---------- Data records

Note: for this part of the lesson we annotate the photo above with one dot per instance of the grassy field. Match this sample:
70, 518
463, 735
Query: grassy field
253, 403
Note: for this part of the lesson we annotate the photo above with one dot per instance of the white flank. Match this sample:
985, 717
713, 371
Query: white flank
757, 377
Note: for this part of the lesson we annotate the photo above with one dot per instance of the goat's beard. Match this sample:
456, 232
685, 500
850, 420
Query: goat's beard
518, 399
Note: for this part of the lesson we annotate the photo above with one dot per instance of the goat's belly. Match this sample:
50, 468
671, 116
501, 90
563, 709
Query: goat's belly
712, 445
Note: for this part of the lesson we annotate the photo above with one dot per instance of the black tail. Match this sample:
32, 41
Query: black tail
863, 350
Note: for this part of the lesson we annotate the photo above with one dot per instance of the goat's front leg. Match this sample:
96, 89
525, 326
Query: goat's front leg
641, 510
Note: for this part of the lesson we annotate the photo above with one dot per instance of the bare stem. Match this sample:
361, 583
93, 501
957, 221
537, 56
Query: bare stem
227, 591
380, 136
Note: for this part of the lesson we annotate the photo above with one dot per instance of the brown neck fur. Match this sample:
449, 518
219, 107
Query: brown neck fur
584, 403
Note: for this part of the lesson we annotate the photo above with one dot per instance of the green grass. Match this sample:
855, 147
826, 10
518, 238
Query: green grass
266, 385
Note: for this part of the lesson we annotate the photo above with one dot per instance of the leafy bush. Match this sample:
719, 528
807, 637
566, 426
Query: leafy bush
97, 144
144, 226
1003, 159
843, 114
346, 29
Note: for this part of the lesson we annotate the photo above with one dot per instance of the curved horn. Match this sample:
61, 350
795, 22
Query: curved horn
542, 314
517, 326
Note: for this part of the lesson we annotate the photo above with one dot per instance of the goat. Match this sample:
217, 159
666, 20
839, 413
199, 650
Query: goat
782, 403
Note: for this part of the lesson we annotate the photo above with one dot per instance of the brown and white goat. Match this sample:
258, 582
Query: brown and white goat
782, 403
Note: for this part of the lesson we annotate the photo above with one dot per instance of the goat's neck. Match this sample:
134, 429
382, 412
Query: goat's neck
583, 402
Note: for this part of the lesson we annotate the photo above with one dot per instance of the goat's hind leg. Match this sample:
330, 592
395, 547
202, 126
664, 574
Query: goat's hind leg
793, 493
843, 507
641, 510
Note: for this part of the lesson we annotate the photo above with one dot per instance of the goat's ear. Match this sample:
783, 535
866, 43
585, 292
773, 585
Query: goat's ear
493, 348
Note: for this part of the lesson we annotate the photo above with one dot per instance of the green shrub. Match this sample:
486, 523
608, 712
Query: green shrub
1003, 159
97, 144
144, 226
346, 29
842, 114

--------------------

In full and word for word, give the listing above again.

Exercise answer →
Note: for this part of the lesson we annotate the photo above with one dot per instance of the grassy field. Match this sample:
70, 518
463, 735
Query: grassy field
253, 403
Note: for this part of the lesson we annotate the photo above with one dot per instance of the white flank. Match this sample:
985, 717
713, 371
Query: white flank
757, 377
Note: for this part of the lesson we annotate the photo above with one dot per instance of the goat's beard. Match this sample:
456, 232
685, 500
850, 420
Query: goat's beard
518, 399
Note: for this part of the lesson we annotate the photo above with one dot per instance of the goat's belly. Match this sample:
50, 468
671, 116
501, 90
563, 709
Query: goat's belly
712, 445
Note: for this part of the lesson we annotate the photo above with one dot per instance of the black tail. Match this sample:
32, 41
Query: black tail
863, 350
Note: for this part of the lesson we annotate the photo above with one dot per instance of the goat's front leg. Match this sample:
96, 89
525, 326
Query: goat's front leg
641, 510
Note: for this part of the lesson we annotate the photo above with one dot per instance of the bare stem. Match this sample:
361, 583
93, 501
957, 221
537, 56
Query: bare stem
227, 591
380, 136
Note: for this part of the lesson we annotate the photo above with one dot per instance of the brown neck fur. Match this sample:
449, 518
219, 107
Query: brown neck fur
584, 403
Note: for this part of the lesson we annotate the photo above with one dot per instance of the green grass. Match this sample:
855, 147
826, 10
518, 238
Query: green grass
266, 385
Note: for this part of the lesson we annotate the photo above with one dot per instance of the leafy bush. Match this sample:
719, 528
807, 637
566, 426
Query: leafy bush
97, 144
144, 226
1003, 159
843, 114
346, 29
Note: for this part of the lesson we annotate the photo above with one dot per instance of the curved horn. Match this sample:
61, 350
795, 22
Query: curved horn
542, 314
517, 326
Note: for this part of the lesson we annotate the photo above with one dot per instance of the goat. Match this sample:
217, 159
666, 20
839, 413
199, 650
Query: goat
782, 403
Note: for this part of the lesson we annotate the photo above with one dot per instance of the brown and white goat. Match this sample:
258, 582
Query: brown and white goat
782, 403
Note: for this part of the lesson we annotate the photo above with one dot per instance of the goat's neck. Match this sample:
134, 429
382, 412
Query: goat's neck
583, 402
Note: for this part of the lesson we annotate the photo above with one dot per instance of the goat's hind leg. Match this sample:
330, 592
395, 547
202, 126
664, 574
Query: goat's hind leg
793, 493
843, 507
641, 510
Note: for this part of the lesson we annotate the photo above with one dot per instance of the goat's ear. Match this sample:
783, 535
866, 43
585, 292
773, 585
Query: goat's ear
493, 348
Note: for this part of the lesson we annotate the photo above with one dot per instance of the green shrub. Match this sample:
486, 523
608, 712
Query: green shrub
1003, 159
97, 144
144, 226
346, 29
842, 114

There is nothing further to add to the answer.